#### EXCERPT:
------
Below is a list of books that I’ve placed on my reading list (some titles have been released whilst others still need to be released so I pre-ordered them).

001. Baby Teeth – Zoje Stage

Afflicted with a chronic debilitating condition, Suzette Jensen knew having children would wreak havoc on her already fragile body. Nevertheless, she brought Hanna into the world, pleased and proud to start a family with her husband Alex. Estranged from her own mother, Suzette is determined to raise her beautiful daughter with the love, care, and support she was denied.
But Hanna proves to be a difficult child. Now seven-years-old, she has yet to utter a word, despite being able to read and write. Defiant and anti-social, she refuses to behave in kindergarten classes, forcing Suzette to homeschool her. Resentful of her mother’s rules and attentions, Hanna lashes out in anger, becoming more aggressive every day. The only time Hanna is truly happy is when she’s with her father. To Alex, she’s willful and precocious but otherwise the perfect little girl, doing what she’s told.
------
#### Saved entries:
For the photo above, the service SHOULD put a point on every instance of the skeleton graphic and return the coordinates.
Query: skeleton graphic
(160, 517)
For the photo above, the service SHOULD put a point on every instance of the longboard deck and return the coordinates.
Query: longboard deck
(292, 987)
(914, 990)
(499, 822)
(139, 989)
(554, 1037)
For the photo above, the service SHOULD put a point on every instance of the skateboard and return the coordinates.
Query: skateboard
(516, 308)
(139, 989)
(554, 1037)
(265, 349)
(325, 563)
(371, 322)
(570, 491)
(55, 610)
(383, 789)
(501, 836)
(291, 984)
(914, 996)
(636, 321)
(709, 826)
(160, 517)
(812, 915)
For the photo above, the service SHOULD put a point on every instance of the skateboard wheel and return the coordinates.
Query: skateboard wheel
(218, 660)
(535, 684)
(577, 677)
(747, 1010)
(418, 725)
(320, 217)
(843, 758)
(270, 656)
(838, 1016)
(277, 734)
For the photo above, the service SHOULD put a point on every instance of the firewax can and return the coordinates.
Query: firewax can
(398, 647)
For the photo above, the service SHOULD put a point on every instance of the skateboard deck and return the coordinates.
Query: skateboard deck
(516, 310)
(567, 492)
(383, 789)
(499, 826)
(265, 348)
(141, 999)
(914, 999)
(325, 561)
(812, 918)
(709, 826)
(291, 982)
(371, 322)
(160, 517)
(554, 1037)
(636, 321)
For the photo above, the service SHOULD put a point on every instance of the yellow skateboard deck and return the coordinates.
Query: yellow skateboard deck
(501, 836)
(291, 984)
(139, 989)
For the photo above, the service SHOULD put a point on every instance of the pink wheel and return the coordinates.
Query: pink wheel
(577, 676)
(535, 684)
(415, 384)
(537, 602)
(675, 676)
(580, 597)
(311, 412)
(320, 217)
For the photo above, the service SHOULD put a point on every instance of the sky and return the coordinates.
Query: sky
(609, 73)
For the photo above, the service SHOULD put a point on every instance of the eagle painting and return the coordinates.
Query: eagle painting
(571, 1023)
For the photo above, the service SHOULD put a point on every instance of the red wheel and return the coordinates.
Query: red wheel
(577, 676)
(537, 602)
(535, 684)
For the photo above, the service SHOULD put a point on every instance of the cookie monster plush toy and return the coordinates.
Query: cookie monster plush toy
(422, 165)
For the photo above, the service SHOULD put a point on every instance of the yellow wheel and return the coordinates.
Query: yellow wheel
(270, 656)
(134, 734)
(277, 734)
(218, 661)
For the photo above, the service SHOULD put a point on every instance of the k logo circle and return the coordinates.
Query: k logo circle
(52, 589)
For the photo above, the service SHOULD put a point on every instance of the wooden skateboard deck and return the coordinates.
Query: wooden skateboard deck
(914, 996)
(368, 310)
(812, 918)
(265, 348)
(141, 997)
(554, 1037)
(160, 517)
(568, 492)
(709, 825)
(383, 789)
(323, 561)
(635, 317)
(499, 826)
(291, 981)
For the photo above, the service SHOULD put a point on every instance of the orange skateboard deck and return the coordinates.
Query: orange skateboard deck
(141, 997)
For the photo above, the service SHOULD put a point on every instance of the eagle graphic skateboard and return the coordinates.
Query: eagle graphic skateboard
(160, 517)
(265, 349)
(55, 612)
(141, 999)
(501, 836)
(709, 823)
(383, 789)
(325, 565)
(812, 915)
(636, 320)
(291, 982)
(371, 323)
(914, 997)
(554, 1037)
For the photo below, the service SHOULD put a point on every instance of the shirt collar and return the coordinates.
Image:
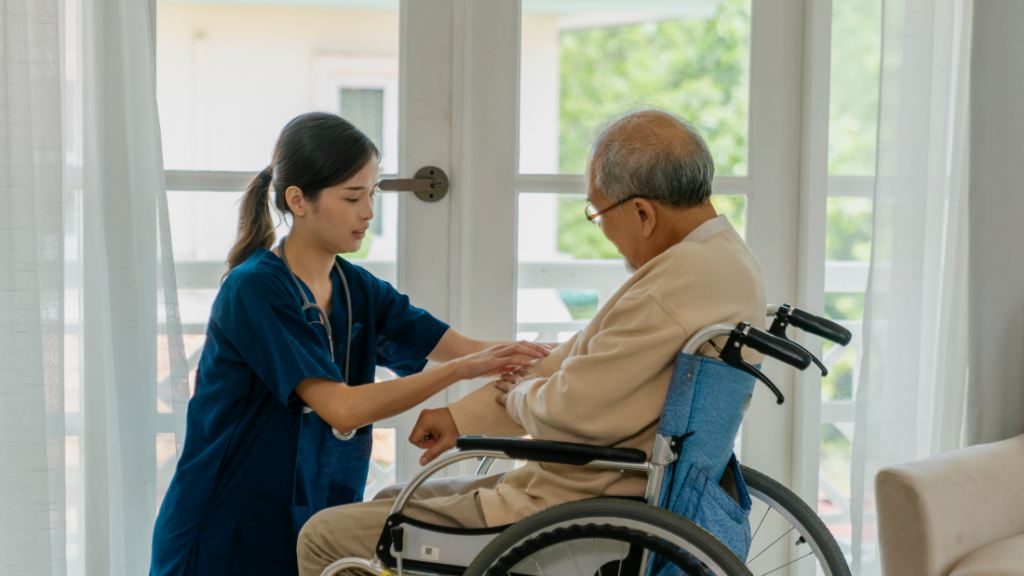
------
#### APPLY WHAT YOU READ:
1 – Copy out the part of the reading list starting at "001. Baby Teeth" and ending at "she was denied.".
2 – List every character named in the book description on the reading list.

#### SOLUTIONS:
1 –
001. Baby Teeth – Zoje Stage

Afflicted with a chronic debilitating condition, Suzette Jensen knew having children would wreak havoc on her already fragile body. Nevertheless, she brought Hanna into the world, pleased and proud to start a family with her husband Alex. Estranged from her own mother, Suzette is determined to raise her beautiful daughter with the love, care, and support she was denied.

2 – Suzette Jensen, Hanna, Alex